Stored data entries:
------------------------

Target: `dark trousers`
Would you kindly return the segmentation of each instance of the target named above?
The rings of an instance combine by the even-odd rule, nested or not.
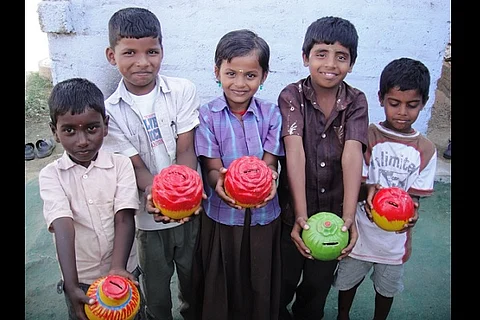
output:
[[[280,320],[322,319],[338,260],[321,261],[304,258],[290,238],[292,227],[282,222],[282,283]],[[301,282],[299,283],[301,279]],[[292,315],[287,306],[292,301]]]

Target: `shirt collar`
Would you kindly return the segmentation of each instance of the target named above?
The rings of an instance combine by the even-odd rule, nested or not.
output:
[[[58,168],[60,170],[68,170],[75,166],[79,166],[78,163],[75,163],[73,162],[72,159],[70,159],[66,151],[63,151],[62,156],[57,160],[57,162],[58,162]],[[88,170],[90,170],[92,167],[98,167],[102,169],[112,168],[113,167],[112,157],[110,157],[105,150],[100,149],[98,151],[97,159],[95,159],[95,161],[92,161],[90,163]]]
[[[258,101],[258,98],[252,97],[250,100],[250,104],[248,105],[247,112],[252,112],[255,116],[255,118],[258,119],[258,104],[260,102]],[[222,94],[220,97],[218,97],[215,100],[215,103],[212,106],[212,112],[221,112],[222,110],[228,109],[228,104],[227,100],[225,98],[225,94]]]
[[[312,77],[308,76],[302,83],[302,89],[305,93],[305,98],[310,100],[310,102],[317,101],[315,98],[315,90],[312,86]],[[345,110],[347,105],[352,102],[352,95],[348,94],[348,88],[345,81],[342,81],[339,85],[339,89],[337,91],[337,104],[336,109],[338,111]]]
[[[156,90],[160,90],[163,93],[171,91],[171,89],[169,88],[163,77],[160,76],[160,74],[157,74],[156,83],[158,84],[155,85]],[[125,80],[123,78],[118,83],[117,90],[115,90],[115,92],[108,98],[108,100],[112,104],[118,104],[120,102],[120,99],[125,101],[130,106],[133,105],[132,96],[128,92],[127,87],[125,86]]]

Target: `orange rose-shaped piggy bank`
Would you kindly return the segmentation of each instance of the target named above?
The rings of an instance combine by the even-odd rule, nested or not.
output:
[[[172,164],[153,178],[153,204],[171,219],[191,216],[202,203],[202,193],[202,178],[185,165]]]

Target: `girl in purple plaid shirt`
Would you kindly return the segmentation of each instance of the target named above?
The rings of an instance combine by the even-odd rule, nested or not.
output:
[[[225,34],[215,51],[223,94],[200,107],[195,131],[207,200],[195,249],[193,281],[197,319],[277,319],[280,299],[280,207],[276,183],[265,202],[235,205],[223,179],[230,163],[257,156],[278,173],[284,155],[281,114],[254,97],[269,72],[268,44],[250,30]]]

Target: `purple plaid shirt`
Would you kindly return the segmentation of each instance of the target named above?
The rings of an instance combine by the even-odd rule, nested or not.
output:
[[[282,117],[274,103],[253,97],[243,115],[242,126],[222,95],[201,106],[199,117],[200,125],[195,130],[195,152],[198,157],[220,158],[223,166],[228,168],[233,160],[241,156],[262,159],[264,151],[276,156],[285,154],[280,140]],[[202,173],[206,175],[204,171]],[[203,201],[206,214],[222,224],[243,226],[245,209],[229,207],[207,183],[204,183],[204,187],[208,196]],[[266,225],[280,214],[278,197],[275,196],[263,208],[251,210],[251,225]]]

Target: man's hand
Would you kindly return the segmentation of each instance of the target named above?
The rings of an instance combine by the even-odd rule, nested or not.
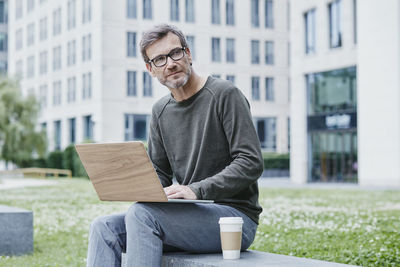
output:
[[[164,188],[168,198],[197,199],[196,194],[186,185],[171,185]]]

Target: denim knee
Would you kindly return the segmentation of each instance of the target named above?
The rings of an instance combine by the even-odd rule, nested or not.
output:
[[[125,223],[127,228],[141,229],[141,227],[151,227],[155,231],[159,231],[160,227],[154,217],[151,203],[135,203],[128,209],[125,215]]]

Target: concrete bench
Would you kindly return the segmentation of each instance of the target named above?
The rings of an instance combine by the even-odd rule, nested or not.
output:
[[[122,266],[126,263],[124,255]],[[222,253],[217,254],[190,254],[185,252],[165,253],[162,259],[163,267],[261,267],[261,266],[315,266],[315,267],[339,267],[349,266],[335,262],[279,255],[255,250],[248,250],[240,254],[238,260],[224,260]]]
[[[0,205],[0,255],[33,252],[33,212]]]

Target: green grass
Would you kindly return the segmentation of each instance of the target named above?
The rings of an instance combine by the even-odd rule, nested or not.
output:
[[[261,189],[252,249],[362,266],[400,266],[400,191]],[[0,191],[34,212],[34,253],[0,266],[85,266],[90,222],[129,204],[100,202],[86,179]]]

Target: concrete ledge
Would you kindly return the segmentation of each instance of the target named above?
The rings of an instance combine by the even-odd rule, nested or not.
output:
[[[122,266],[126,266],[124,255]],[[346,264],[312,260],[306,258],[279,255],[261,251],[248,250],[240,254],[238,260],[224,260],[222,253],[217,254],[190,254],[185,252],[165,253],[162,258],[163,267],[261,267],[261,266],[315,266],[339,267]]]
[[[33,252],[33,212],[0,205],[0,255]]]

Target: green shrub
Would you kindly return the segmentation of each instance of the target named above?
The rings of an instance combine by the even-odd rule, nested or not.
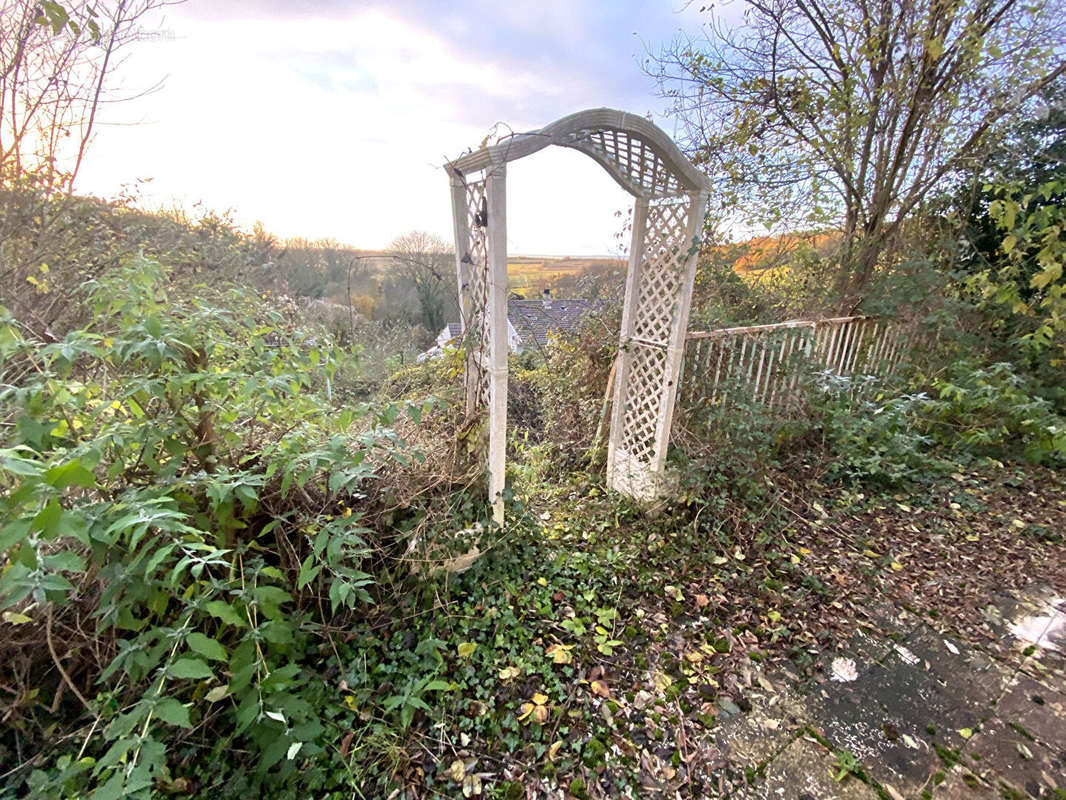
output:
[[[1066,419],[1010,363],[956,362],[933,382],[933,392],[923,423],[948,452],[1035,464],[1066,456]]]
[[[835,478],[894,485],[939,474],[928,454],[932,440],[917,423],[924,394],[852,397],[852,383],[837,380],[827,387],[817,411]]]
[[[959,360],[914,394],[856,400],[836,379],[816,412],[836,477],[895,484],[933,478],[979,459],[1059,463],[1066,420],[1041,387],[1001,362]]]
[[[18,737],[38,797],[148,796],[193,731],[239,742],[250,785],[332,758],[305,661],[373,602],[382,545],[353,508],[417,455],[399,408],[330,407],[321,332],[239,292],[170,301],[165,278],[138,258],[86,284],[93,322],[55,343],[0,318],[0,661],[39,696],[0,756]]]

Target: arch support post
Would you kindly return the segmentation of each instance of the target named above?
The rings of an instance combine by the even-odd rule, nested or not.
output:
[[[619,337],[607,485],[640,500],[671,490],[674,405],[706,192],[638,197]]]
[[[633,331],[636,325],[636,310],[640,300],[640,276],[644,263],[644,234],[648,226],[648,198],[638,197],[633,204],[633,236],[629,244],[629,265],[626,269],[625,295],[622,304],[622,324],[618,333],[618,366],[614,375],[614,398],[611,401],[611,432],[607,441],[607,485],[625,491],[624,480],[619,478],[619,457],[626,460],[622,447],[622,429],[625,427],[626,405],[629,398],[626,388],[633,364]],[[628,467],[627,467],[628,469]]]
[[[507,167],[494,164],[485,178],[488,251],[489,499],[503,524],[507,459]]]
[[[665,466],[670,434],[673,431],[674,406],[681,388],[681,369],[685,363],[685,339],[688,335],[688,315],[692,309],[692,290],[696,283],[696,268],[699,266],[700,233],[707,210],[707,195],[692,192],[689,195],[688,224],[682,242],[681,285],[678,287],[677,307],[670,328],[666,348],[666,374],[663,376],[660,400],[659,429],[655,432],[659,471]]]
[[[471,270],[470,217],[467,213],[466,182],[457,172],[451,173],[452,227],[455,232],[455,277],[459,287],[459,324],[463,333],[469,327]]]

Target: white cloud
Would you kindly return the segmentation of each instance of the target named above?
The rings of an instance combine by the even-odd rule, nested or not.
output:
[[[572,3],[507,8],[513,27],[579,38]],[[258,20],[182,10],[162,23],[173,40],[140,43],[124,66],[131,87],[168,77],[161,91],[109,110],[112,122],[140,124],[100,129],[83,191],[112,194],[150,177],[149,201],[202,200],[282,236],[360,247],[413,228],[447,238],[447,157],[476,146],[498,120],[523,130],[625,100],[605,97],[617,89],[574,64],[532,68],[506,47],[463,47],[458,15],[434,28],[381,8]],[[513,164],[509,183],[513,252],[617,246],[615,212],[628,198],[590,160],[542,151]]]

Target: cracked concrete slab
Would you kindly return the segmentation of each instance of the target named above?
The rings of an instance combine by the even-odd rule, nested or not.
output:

------------------------

**TASK TO CARRY OUT:**
In the records above, how many lines hold the string "shirt"? Respond with that number only.

**EXPECTED ANSWER:**
3